(Domande sul materiale):
A: Riporta parola per parola il passo dell'articolo sui tagli al personale di Zalando da "Ma le cose cambiano, e" a "riorganizzazione del personale.".
B: Secondo l'articolo sui tagli al personale di Zalando, quali dipendenti non saranno interessati dai licenziamenti?
C: Prosegui l'articolo sui tagli al personale di Zalando a partire dall'ultima frase riportata.

Ma le cose cambiano, e perfino i bilanci d’oro delle Big Tech del commercio online ha subito contraccolpi con il lento ma sostenuto cambio di passo della pandemia. Dopo i corposi licenziamenti annunciati da Amazon (18.000 posti di lavoro), anche Zalando, piattaforma tedesca specializzata nella vendita online di scarpe, vestiti e accessori di moda, ha annunciato una drastica riorganizzazione del personale.

I 2 Ceo, Robert Gentz e David Schneider, hanno infatti comunicato al personale che dovranno essere «eliminate centinaia di posizioni in molti team» che compongono l’impresa, senza però indicare la quantità precisa dei futuri licenziamenti, anche se non saranno interessati i dipendenti dei centri logistici, servizio clienti e dei punti vendita.

Con un fatturato sceso dell’1,5%, duramente segnato dall’inflazione portata dall’aumento dei costi dopo la guerra in Ucraina, e soprattutto un deciso calo della presenza online da parte dei consumatori, l’azienda subisce l’espansione repentina del proprio organico, cresciuto da 14.200 a 17.000 unità tra il 2020 e il 2021: «un grado di complessità organizzativa» capace da influire negativamente sulla «capacità di agire rapidamente».

(Record estratti):
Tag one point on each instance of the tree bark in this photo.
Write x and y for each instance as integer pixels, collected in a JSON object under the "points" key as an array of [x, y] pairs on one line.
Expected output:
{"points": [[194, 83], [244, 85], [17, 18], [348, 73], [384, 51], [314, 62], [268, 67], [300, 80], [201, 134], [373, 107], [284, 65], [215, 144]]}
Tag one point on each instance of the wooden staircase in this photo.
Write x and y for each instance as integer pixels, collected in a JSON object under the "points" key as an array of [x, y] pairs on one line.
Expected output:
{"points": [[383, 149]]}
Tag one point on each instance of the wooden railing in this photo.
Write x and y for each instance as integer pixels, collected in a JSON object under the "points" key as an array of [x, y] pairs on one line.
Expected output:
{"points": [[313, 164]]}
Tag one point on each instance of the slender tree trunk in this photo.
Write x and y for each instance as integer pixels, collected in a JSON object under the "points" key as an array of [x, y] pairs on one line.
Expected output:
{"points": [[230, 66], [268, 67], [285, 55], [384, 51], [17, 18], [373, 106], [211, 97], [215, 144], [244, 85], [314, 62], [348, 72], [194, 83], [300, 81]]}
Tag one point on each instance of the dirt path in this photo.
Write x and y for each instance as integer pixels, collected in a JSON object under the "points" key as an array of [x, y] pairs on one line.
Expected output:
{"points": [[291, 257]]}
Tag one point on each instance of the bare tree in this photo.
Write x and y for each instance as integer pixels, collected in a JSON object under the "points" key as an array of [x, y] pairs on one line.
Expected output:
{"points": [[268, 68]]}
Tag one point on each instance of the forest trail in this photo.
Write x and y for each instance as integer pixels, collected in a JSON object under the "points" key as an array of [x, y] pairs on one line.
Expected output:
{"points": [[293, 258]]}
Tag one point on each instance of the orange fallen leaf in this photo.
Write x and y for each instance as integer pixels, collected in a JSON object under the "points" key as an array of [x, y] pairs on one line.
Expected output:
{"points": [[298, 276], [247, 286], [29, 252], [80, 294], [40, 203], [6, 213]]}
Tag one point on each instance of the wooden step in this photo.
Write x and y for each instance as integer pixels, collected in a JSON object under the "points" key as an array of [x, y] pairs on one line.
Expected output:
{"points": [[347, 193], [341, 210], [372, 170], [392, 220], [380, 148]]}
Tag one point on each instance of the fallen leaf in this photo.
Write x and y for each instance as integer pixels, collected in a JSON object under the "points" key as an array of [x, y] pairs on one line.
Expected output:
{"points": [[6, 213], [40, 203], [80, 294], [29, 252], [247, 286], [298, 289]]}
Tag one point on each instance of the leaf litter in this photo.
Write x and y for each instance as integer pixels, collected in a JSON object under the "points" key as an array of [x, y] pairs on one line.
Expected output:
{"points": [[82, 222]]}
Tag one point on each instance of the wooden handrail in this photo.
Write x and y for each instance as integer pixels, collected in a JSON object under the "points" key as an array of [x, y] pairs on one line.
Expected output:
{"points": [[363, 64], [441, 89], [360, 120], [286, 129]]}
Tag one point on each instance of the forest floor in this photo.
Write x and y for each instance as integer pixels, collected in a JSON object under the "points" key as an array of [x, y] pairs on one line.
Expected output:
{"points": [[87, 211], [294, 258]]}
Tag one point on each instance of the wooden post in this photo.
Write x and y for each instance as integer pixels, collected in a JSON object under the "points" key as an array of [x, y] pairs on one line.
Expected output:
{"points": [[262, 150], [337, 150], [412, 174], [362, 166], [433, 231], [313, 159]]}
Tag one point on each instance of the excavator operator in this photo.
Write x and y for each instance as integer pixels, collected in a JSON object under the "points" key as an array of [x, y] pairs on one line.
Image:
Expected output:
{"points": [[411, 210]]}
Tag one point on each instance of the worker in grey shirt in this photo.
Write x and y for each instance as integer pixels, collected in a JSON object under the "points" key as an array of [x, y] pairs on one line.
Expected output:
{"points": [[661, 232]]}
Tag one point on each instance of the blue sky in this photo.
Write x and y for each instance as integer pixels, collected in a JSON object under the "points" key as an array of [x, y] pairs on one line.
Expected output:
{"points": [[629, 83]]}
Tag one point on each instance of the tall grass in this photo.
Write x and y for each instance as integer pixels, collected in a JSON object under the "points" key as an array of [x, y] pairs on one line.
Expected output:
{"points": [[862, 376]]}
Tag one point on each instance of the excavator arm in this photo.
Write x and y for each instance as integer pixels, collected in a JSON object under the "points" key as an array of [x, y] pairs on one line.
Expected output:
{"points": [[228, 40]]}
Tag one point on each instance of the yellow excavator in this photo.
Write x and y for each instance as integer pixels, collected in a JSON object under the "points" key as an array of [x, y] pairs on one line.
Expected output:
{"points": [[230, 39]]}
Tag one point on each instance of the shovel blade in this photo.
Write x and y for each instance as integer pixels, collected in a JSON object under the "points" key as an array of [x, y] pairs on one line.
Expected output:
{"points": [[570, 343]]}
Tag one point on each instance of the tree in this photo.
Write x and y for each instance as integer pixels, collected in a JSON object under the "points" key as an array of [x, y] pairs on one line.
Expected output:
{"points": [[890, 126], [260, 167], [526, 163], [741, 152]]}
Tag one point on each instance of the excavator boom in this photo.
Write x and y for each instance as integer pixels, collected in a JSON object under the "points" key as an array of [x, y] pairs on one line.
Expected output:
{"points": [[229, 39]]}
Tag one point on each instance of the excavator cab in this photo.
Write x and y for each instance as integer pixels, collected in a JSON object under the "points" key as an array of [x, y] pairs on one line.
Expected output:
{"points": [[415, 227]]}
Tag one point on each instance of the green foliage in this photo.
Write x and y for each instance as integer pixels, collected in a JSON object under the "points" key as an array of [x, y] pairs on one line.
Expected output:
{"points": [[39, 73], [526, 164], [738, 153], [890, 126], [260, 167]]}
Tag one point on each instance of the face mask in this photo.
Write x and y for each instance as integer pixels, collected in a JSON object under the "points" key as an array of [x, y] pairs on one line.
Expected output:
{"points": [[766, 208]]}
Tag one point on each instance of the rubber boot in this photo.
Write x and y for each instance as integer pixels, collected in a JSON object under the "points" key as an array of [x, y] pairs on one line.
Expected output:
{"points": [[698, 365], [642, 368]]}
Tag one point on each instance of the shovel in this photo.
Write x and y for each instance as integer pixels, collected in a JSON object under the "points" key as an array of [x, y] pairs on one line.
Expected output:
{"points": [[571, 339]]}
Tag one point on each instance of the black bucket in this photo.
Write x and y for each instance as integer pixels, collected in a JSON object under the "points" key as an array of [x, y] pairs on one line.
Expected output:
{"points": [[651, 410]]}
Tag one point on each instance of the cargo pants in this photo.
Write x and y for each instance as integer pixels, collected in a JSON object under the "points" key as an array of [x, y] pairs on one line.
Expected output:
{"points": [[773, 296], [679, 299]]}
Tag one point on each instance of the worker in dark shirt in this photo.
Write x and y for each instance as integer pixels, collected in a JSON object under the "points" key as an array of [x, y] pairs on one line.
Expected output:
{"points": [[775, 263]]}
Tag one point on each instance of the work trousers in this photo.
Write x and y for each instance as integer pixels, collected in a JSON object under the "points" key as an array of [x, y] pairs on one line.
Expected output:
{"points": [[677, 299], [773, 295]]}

(Risposte per numero):
A:
Ma le cose cambiano, e perfino i bilanci d’oro delle Big Tech del commercio online ha subito contraccolpi con il lento ma sostenuto cambio di passo della pandemia. Dopo i corposi licenziamenti annunciati da Amazon (18.000 posti di lavoro), anche Zalando, piattaforma tedesca specializzata nella vendita online di scarpe, vestiti e accessori di moda, ha annunciato una drastica riorganizzazione del personale.

B: I dipendenti dei centri logistici, del servizio clienti e dei punti vendita.

C:
Ha una motivazione simile la decisione di un altro importante competitor del settore e-commerce, Ebay, di licenziare 500 dipendenti a livello globale, pari al 4% della sua forza lavoro totale. “Questo cambiamento ci dà ulteriore spazio per investire e creare nuovi ruoli in aree ad alto potenziale: nuove tecnologie, innovazioni per i clienti e mercati chiave” spiega Jamie Iannone, amministratore delegato del sito, in un messaggio rivolto ai dipendenti licenziati.

Le intense ristrutturazioni aziendali rinvigoriscono i mercati con una nuova fiducia per le grandi aziende tech quotate: sono pronti, infatti, a scommettere sulla loro ripartenza, anche se dimagrita di migliaia di dipendenti.

È il caso di Zoom, società californiana attiva nelle telecomunicazioni e specializzata principalmente in videoconferenze a distanza e chat online. Nata nel 2011, la sua popolarità è aumentata esponenzialmente proprio nel 2020, permettendo a scuole e università di garantire le lezioni trasformando affollate videochiamate in aule universitarie digitali, oltre a diventare uno strumento fondamentale per le conferenze e le comunicazioni aziendali nel mondo del lavoro.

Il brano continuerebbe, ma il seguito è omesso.